So Charlie often said he wanted a colorblind world and that's not something that goes over well if you have gigantic industries of people who need it not to be colorblind because that's where they get their advantage, their paycheck, etc. So of course that was controversial.
So I would say this. I would say that Charlie was what I call a systems guy. He didn't have all the answers. And if you asked him, Charlie, do you have all the answers? Do you think he would have said yes? Really? Do you think he would have said, oh yeah, I got all the answers. It's in the Bible or something? Probably not because part of the reason for the debate thing, I assume, is that he would learn things as well as other people. Do you believe that Charlie believed that the reason for the debates was only to win? Only to win? I doubt it. That doesn't sound like him at all. Sounds like he would be trying to persuade, of course, but he was probably learning stuff too.
Oh my god. Oh, sorry. Itchy nose.
Well, I'm going to give you my take on everything that's going wrong in the world. I'm going to make a statement and then I want you to see how many of you would disagree with this. All right.

## WRITTEN PROBLEM A
From the speech above, quote the stretch from "So Charlie often" through "that was controversial." word for word.

## EXTRACTED RECORDS
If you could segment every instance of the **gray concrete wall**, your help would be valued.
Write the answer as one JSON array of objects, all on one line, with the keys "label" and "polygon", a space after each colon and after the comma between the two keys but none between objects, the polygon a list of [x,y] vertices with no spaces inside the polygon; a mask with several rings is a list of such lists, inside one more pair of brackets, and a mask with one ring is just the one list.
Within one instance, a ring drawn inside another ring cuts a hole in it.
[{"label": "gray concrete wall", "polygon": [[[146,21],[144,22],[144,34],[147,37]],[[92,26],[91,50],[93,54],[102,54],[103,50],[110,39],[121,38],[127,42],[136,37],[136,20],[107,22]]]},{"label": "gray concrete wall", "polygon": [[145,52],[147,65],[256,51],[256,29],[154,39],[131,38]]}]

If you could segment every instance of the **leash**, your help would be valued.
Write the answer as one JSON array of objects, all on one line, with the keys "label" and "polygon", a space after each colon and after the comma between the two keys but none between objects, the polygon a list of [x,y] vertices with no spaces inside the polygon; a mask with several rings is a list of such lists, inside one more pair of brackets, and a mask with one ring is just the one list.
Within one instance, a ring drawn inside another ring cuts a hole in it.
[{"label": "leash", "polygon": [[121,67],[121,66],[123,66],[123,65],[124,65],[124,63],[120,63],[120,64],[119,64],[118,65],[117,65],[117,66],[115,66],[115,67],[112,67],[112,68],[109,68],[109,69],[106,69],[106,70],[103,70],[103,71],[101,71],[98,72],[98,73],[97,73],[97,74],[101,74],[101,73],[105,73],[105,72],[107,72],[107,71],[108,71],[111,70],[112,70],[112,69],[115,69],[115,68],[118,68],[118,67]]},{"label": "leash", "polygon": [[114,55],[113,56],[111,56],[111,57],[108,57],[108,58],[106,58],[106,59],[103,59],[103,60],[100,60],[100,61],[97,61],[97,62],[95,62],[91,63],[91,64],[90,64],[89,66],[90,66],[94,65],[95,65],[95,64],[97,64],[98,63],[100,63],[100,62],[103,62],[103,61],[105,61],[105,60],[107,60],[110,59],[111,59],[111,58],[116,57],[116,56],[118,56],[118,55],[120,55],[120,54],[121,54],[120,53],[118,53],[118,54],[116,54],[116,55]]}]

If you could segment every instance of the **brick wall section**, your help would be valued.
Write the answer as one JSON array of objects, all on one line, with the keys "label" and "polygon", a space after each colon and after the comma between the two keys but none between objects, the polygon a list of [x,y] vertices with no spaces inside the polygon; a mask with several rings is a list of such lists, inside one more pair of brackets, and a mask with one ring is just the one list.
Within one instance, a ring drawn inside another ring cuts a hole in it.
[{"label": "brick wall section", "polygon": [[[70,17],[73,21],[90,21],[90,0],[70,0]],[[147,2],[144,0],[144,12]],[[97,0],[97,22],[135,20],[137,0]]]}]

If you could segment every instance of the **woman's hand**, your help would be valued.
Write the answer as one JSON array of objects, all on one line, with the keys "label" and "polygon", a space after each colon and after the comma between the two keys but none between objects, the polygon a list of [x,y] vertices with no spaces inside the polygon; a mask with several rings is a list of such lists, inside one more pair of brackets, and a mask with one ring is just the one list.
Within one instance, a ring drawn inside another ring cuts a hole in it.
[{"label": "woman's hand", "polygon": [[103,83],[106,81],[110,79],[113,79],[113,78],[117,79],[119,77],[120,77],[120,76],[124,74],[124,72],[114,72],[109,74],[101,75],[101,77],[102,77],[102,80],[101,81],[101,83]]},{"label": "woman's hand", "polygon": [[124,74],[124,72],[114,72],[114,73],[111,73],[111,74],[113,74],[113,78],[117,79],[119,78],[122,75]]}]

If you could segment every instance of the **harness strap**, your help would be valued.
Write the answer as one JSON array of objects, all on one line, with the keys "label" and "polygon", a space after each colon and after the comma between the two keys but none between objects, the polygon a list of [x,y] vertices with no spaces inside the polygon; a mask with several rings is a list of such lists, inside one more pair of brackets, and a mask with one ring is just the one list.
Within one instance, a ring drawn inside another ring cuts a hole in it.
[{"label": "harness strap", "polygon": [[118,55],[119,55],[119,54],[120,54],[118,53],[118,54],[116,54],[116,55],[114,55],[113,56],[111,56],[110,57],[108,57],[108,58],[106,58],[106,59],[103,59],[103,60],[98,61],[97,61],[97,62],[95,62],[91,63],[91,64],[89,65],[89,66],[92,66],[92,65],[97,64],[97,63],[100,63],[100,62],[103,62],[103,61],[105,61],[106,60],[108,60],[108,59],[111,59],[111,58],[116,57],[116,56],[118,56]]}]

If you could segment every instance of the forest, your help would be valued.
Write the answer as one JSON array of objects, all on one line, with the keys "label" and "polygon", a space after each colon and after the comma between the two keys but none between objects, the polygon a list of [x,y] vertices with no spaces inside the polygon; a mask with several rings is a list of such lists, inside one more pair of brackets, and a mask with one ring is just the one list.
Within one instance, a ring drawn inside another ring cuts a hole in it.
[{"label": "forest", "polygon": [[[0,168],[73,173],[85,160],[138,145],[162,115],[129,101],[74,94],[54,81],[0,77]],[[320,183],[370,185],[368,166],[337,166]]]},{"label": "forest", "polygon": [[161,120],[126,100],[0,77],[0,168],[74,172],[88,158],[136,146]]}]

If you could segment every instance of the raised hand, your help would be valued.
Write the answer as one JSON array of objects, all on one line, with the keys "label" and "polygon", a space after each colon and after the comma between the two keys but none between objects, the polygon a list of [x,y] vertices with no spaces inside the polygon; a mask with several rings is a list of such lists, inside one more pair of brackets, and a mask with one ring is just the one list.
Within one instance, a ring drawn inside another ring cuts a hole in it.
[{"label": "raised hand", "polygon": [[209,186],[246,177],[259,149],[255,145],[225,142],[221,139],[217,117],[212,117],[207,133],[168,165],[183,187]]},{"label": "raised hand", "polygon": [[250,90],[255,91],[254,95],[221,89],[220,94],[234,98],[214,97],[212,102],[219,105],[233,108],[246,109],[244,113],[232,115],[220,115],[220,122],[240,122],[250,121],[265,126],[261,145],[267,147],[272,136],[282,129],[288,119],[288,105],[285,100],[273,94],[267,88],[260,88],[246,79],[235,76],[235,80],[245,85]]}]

## WRITTEN PROBLEM B
How many lines of the records contain the string "woman"? Reply with the number alone.

## FULL RESPONSE A
So Charlie often said he wanted a colorblind world and that's not something that goes over well if you have gigantic industries of people who need it not to be colorblind because that's where they get their advantage, their paycheck, etc. So of course that was controversial.

## FULL RESPONSE B
2